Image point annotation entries
_ _ _
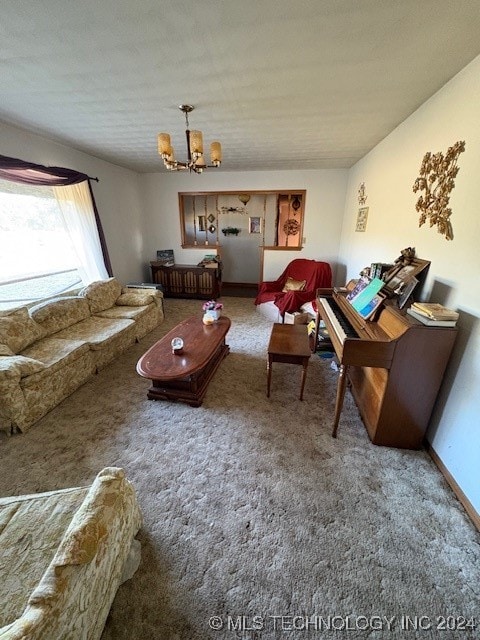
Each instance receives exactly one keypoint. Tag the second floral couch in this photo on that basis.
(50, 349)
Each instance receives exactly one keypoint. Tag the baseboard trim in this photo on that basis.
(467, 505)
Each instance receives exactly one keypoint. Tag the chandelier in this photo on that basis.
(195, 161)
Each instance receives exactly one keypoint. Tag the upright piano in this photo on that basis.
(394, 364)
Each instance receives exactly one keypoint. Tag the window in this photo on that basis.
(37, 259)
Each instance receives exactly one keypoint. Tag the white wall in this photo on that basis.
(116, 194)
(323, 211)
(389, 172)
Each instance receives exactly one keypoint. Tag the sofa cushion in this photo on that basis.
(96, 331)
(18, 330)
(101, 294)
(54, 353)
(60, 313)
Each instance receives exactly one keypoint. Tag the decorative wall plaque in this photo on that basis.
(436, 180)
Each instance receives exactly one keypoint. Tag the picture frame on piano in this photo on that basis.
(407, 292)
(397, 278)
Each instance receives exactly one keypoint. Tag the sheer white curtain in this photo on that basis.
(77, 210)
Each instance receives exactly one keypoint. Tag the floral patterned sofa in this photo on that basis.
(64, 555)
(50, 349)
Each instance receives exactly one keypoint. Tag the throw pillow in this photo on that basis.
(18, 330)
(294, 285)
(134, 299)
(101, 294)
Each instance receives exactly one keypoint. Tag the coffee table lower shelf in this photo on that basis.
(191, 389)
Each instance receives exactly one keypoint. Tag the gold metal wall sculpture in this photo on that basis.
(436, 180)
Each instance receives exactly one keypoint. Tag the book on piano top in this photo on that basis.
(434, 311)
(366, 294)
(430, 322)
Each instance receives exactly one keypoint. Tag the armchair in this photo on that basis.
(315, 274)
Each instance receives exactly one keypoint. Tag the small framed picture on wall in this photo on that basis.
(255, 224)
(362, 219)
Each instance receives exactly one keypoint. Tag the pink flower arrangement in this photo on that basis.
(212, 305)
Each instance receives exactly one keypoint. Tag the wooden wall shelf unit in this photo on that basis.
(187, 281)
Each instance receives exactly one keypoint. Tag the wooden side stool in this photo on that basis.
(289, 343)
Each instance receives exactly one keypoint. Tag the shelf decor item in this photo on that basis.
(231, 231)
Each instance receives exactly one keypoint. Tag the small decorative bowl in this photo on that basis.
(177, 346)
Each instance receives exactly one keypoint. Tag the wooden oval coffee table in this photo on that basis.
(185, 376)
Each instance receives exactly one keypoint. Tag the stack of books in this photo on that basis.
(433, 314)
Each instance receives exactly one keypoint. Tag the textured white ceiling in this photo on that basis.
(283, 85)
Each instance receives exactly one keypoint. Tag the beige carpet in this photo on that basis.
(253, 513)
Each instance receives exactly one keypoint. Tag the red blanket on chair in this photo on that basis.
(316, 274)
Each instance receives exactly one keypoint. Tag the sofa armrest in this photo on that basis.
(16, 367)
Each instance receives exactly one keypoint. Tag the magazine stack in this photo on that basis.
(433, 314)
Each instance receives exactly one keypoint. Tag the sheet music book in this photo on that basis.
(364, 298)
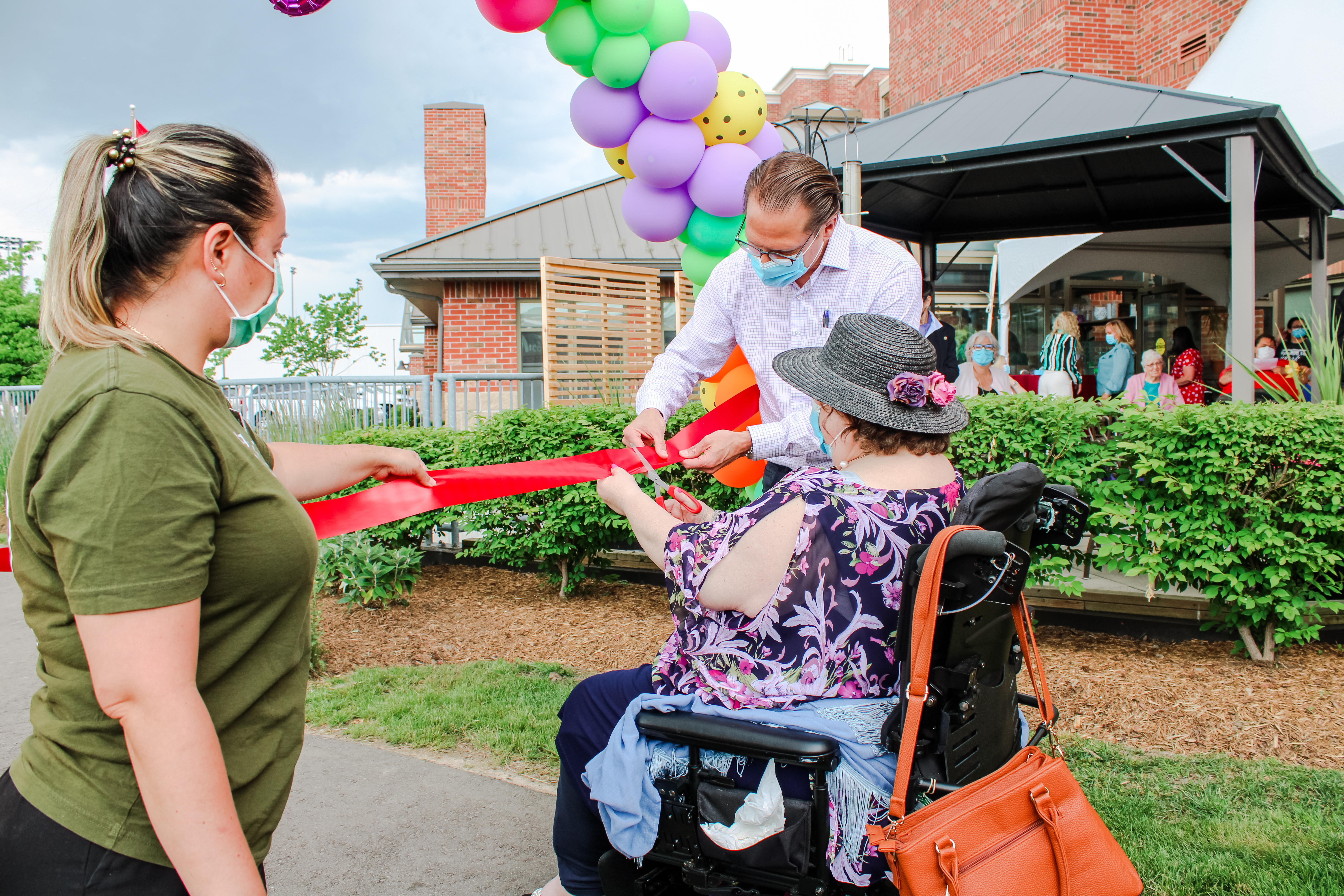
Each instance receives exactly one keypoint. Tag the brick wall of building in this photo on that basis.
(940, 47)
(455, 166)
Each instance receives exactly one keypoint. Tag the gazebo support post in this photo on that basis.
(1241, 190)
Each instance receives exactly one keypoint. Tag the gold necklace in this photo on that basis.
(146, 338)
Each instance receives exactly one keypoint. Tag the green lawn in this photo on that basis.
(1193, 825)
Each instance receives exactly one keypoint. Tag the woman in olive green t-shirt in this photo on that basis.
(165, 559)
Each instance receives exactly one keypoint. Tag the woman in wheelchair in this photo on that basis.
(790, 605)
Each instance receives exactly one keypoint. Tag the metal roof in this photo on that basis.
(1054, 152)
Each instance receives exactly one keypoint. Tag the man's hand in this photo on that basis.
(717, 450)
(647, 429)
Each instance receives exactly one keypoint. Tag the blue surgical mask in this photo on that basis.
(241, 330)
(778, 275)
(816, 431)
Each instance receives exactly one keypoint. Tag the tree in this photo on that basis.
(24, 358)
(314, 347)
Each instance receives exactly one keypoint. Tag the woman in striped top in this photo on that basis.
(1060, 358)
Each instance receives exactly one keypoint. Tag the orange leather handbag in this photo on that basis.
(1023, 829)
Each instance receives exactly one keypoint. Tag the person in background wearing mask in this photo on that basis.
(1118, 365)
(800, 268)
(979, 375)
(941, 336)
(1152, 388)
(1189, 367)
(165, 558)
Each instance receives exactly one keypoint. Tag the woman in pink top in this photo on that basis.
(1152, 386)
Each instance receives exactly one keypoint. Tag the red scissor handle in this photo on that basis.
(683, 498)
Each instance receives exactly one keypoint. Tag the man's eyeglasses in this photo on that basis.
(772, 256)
_ _ _
→ Do this
Without the pictures, restate each entry exactly.

→ Reply to the exercise
Each instance receives exactly one keypoint. Tag the second floral couch in this photo on that basis.
(50, 349)
Each instance receives exactly one keypoint. Tag the baseboard trim in this photo on that basis.
(467, 505)
Each instance receives exactly one keypoint. Tag the chandelier in this photo on that basis.
(195, 161)
Each instance receives exactly one keypoint. Tag the upright piano in this photo on that basis.
(394, 364)
Each instance receives exactly one keypoint. Tag the window in this photo on that basis.
(37, 259)
Each instance receives exactly one keypoint. Tag the white wall in this photo on that basis.
(116, 194)
(323, 211)
(389, 172)
Each instance receives exactly one keypoint. Tag the sofa cushion in this photo on that basis.
(96, 331)
(18, 330)
(101, 294)
(54, 353)
(60, 313)
Each instance receives exactly one keypoint. Tag the decorative wall plaque in this photo on that basis.
(436, 180)
Each instance receives exactly one keypoint. Tag the picture frame on piano in this photo on that basis.
(407, 292)
(397, 278)
Each instance receives exactly one keypoint. Tag the sheer white curtain in this photo on that basis.
(77, 210)
Each instance receives exactly one keypoint. Tag the floral patterned sofa in this photo on that basis.
(64, 555)
(50, 349)
Each instance receives exactly one keypoint. Tag the throw pillow in this photo on that basis.
(18, 330)
(294, 285)
(134, 299)
(101, 294)
Each instance receives exactly one keypoint. Tag the coffee table lower shelf in this photo on that basis.
(191, 389)
Each instance receives exactly one keypoint. Tag the gold metal wall sculpture in this photo on that basis.
(436, 180)
Each instance receives exactly one keypoint. Tag the book on piano top in this photo on that basis.
(434, 311)
(366, 294)
(430, 322)
Each instance receives exactly one keypoint. Tag the armchair in this photo on that basis.
(315, 274)
Each instance receives exactly one keypoint. Tag the small framed picture on wall in this photo on that basis.
(255, 224)
(362, 219)
Each instance receives exactly one keypoint. Tag the pink flower arrangement in this photo on that basis.
(212, 305)
Each instance receives exactly one keypoint. Tag the wooden wall shelf unit in this photo on that basis.
(187, 281)
Each instance receives exactly one keypoint. Tag the wooden side stool in this photo on that basis.
(289, 343)
Each instance receives exactly one keypoint. Tag the shelf decor item in this photo on that basis.
(231, 231)
Each instance receives exactly one keypoint. Tag the small decorative bowl in this photo on that basis.
(177, 346)
Each instance receives exactly one keypoint. Tag the wooden oval coffee table in this photo on that basis.
(185, 376)
Each instance receives exactly one keypoint. Tag the stack of books in this photo on that basis.
(433, 314)
Each instance receives exactly one keypoint. Tag the textured white ceiling in this photo on that basis.
(283, 85)
Each instance receives exactly one keypoint. Tag the beige carpet in this photo on that basis.
(253, 513)
Each instance receives exactly one keypoint. Tag the red blanket on chair in this photo on that basis.
(316, 274)
Each instance receives exactly one keypoint. Tag the sofa armrest in this photo on that basis.
(16, 367)
Each instance receives exactly one keypoint. Tag the magazine stack in this photo on that basis.
(433, 314)
Each instance receives exactly one keypoint. Tag the sheet music book in this photo on that basis.
(364, 298)
Each instance receives exactly one keypoint. Tag the brick wall of building in this photo on that basis.
(940, 47)
(455, 166)
Each instance receives exactly one keypoint. Tag the gazebo support post in this photo on that basis.
(1241, 190)
Each instance receives exactly one keypoint. Tag the gold necklace in this photo on that basis.
(146, 338)
Each instance receives exactly one keypoint. Tag the green lawn in this photo on that basis.
(1193, 825)
Each instance receives exactly one keypoint. Tag the woman in olive green t-shirt in this photo on that basis.
(165, 559)
Each instance receives exactly one keypoint. Tag the woman in wheelchair in this photo on that basis.
(790, 605)
Each instance receives exactly one keypoint. Tag the metal roof in this photo on that basis.
(1054, 152)
Each instance receives exactly one keypoint. Tag the man's hand in this photo on that basis.
(717, 450)
(647, 429)
Each instance receives exactly one keypoint. Tag the blue surgical mask in this photo on that basis.
(241, 330)
(778, 275)
(816, 431)
Each instance receives exactly one keypoint. Tag the tree in this photo on that basis.
(24, 358)
(314, 347)
Each instance receives exactly one keypoint. Tag the woman in striped top in this photo on that basis.
(1060, 358)
Each instance receives exactly one keypoint. Tag the orange leather handbag in this photo on that basis.
(1023, 829)
Each instance receives exactly one keypoint. Tag the person in background wearing mask in this photo on that basis.
(1118, 365)
(800, 268)
(979, 375)
(941, 336)
(1152, 388)
(1189, 367)
(165, 558)
Each instance receives exactly one keypoint. Tag the woman in pink top in this photo on that basis.
(1152, 386)
Each instance receives exactly one keypoint. Tag the red scissor handle in this photo on that basis.
(683, 498)
Each instance receives exactly one keypoint. Tag the man's eyeglasses in this photo on that basis.
(772, 256)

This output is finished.